| WORK REQUIRED |
Recast every line of the entries below as a Markdown table with the columns Row and Entry line. Number each line in the Row column and leave out blank lines.

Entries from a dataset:
[START]
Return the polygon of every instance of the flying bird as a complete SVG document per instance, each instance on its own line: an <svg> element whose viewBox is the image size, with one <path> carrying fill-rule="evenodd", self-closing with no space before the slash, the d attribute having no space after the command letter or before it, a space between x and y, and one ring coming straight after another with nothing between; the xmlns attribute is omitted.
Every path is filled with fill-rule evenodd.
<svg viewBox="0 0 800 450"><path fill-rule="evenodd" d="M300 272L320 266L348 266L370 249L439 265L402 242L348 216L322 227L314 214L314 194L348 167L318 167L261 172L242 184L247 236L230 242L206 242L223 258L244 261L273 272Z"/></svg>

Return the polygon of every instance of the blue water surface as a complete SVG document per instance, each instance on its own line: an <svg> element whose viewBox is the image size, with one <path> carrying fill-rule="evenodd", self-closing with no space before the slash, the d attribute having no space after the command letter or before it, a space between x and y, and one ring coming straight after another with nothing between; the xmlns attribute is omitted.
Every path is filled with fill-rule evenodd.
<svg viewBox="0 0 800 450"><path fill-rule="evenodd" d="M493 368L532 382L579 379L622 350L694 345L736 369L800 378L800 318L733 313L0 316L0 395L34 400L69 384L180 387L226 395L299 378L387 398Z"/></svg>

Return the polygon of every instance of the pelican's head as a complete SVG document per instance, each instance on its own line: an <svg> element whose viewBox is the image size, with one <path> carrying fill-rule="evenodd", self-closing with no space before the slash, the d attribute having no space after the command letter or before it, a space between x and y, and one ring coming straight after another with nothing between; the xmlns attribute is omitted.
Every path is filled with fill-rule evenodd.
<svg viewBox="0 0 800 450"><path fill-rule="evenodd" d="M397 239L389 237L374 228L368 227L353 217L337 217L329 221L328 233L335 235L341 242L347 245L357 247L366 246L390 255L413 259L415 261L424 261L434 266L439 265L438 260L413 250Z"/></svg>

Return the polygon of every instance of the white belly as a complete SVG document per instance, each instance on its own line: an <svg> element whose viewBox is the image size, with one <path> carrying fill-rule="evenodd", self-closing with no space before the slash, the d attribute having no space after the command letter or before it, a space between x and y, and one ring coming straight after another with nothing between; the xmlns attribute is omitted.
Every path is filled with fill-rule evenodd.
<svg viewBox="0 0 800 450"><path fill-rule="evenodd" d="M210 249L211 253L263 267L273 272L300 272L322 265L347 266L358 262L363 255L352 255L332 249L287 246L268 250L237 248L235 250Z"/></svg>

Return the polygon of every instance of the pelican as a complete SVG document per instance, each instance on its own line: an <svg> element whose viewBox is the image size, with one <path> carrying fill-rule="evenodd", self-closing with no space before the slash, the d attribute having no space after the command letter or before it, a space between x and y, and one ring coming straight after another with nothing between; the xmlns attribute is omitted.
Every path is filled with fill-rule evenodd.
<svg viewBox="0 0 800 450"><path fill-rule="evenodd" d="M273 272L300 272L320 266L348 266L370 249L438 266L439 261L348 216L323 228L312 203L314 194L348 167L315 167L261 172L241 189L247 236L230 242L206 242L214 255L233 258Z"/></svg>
[END]
| ANSWER |
| Row | Entry line |
|---|---|
| 1 | Return the polygon of every instance of the flying bird as a complete SVG document per instance, each instance on its own line: an <svg> element whose viewBox is the image size, with one <path> carrying fill-rule="evenodd", self-closing with no space before the slash, the d attribute having no space after the command letter or before it, a space between x and y, and one ring coming straight after another with nothing between; the xmlns attribute is omitted. |
| 2 | Every path is filled with fill-rule evenodd. |
| 3 | <svg viewBox="0 0 800 450"><path fill-rule="evenodd" d="M300 272L320 266L348 266L370 249L439 265L402 242L348 216L322 227L314 214L314 194L348 167L318 167L261 172L242 184L247 236L230 242L206 242L223 258L244 261L273 272Z"/></svg> |
| 4 | Return the polygon of every instance of the blue water surface as a complete SVG document per instance, each instance on its own line: an <svg> element whose viewBox is the image size, with one <path> carrying fill-rule="evenodd", self-closing with no space before the slash, the d attribute having no space after the command letter or before it, a space between x and y, and one ring coming straight after another with nothing between; the xmlns attribute is omitted. |
| 5 | Every path is filled with fill-rule evenodd. |
| 6 | <svg viewBox="0 0 800 450"><path fill-rule="evenodd" d="M493 368L532 382L579 379L622 350L694 345L736 369L800 378L800 318L733 313L0 316L0 395L34 400L69 384L180 387L226 395L299 378L387 398Z"/></svg> |
| 7 | Return the polygon of every instance of the pelican's head as a complete SVG document per instance, each instance on its own line: an <svg> element whose viewBox is the image size, with one <path> carrying fill-rule="evenodd", self-closing with no space before the slash, the d attribute having no space after the command letter or before it, a space between x and y, and one ring coming straight after another with nothing between; the xmlns attribute is omitted. |
| 8 | Every path is filled with fill-rule evenodd. |
| 9 | <svg viewBox="0 0 800 450"><path fill-rule="evenodd" d="M397 239L389 237L374 228L368 227L353 217L337 217L329 221L328 233L335 235L341 242L347 245L357 247L366 246L390 255L413 259L415 261L424 261L434 266L439 265L438 260L413 250Z"/></svg> |
| 10 | Return the polygon of every instance of the white belly as a complete SVG document per instance, each instance on its own line: an <svg> element whose viewBox is the image size, with one <path> carrying fill-rule="evenodd", self-closing with no space before the slash, the d attribute having no space after the command letter or before it, a space between x and y, and one ring coming straight after another with nothing between; the xmlns attribute is omitted. |
| 11 | Every path is filled with fill-rule evenodd. |
| 12 | <svg viewBox="0 0 800 450"><path fill-rule="evenodd" d="M210 249L211 253L263 267L273 272L300 272L322 265L347 266L358 262L363 255L352 255L332 249L287 246L268 250L237 248L235 250Z"/></svg> |
| 13 | Return the polygon of every instance of the pelican as a complete SVG document per instance, each instance on its own line: an <svg> element whose viewBox is the image size, with one <path> carrying fill-rule="evenodd", self-closing with no space before the slash, the d attribute having no space after the command letter or before it, a space between x and y, and one ring coming straight after another with nothing between; the xmlns attribute is omitted. |
| 14 | Every path is filled with fill-rule evenodd. |
| 15 | <svg viewBox="0 0 800 450"><path fill-rule="evenodd" d="M273 272L300 272L320 266L348 266L370 249L438 266L439 261L348 216L323 228L312 203L314 194L348 167L315 167L261 172L241 189L247 236L230 242L206 242L214 255L233 258Z"/></svg> |